── DOCUMENT SEGMENT

There's other costs: how many times per day to R* devs & testers have to go through the same loading? How many man-hours wasted? How many compute resources wasted? How many upgrades were justified by "I need better hardware to get my job done in a timely manner"?


yes, GTA online's business model is making you buy in-game currency and paid DLC

which is kinda hard if the game takes 30 minutes to load


Same. Asking around why players tolerate it, the anecdotal conclusion I’ve got is that what makes these frequent and extremely slow loads tolerable is playing with friends on audio chat.


The same thing happened to me. GTAO earns billions/year, crazy that "fix the insane loading times" didn't bubble up to their top-priority.


Probably nothing. Loading times in rockstar games on consoles have always been this bad. GTA4 was just as bad too.


You're probably wrong. I remember e-commerces trying to quantify how many millions of dollars they would lose when clicking would take too much time on their websites.

EDIT: things like https://www.fastcompany.com/1825005/how-one-second-could-cos...

> Amazon’s calculated that a page load slowdown of just one second could cost it $1.6 billion in sales each year. Google has calculated that by slowing its search results by just four tenths of a second they could lose 8 million searches per day


That's ecommerce. This is a video game and a unique one at that, so there are other factors at play. I don't think many people go "game took forever to load, guess I'll play for less time then." There could even be a bullwhip effect, a long load time might make you want to stay playing for a longer period of time.


the load times were soooooo bad. Insultingly bad. It doesnt seem like you understand the true extent to how horrible rockstar managed this issue. I definitely quit playing for exactly this reason, even at the expense of spending less time with a good friend who i played with. Rockstar is a garbage disrespectful company for allowing this to go on for so long.


> I don't think many people go "game took forever to load, guess I'll play for less time then."

Ive quit some online games that take too long to load. Matchmaking times that are too long make me quit games.


From personal experience I can't disagree more with you. I tend to play video games that have less loading time and tutorials because I just don't have the time to play and when I want to play I don't want to sit and wait for what will be mostly a 10-20min session.

────
── ENTRIES PROVIDED

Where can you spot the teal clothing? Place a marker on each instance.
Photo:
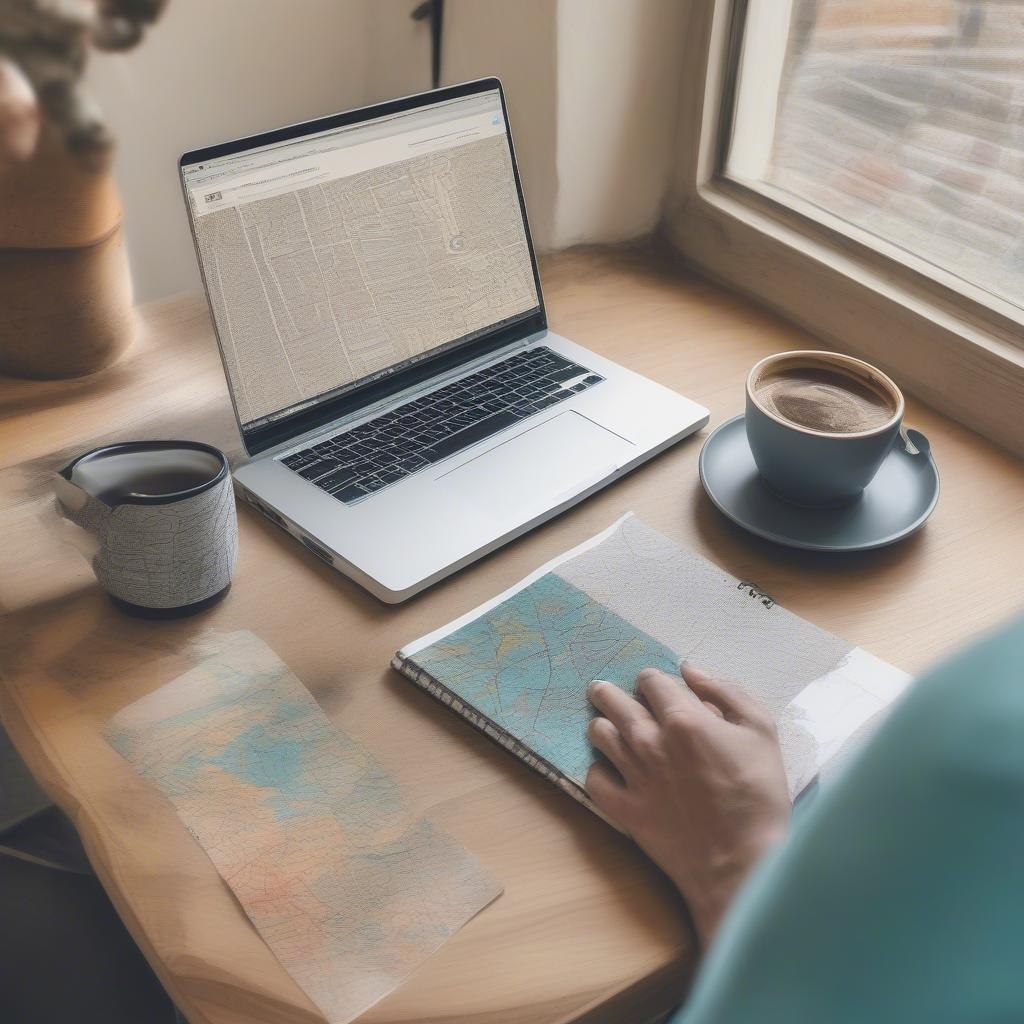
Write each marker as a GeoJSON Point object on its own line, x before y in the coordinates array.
{"type": "Point", "coordinates": [899, 893]}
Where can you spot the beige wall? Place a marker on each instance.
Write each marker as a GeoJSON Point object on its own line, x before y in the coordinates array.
{"type": "Point", "coordinates": [617, 92]}
{"type": "Point", "coordinates": [591, 87]}
{"type": "Point", "coordinates": [213, 70]}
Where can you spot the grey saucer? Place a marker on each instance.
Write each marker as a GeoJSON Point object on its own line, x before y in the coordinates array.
{"type": "Point", "coordinates": [895, 504]}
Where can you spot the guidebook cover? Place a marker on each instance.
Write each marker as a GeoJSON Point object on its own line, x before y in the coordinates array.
{"type": "Point", "coordinates": [518, 667]}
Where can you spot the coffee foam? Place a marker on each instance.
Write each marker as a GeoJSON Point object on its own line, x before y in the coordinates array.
{"type": "Point", "coordinates": [823, 398]}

────

EXERCISE OBJECTIVE: Can you carry on the discussion of GTA Online's loading times after its last comment? You won't need the records for this.

ANSWER TO THIS PROBLEM:
Previous submission (as linked in tfa) https://news.ycombinator.com/item?id=26296339 (Feb 2021, 699 comments, 3883 points)


I cannot fathom how dysfunctional Rockstar must be that this slipped through the cracks for so long given the fact that GTA Online is Rockstar’s cash cow.

6 minutes is insanity and must have turned off so many people from playing.. this person deserved far more than $10k


Because the user experience isn't important.

Enough still play it and buy a few micro tractions per month regardless of the load times Dev time is better spent reskinning a hat or something.


You are probably being sarcastic, or cynical about current corporate business world where nobody cares.

But user experience is important. With faster lpad timea they probably could get more players. More players probably means more money, since there are more chances to convert someone from a player to a paying customer.

Perhaps if someone can endure a 6 minute load time they are more likely to buy something in the game (a fan of the series?), but we could say that those who like fast load times also use their wallets fast. But it is pure speculation - we dont have the data. Also obviously Rockstar doesnt have this data - they couldnt A/B test if load time converts to more sales - their game only had bad load times.


Certainly there has to be some portion of the potential audience who would have become microtransaction purchasers who didn't because they were turned off by the long load times.


Clickbait title ;)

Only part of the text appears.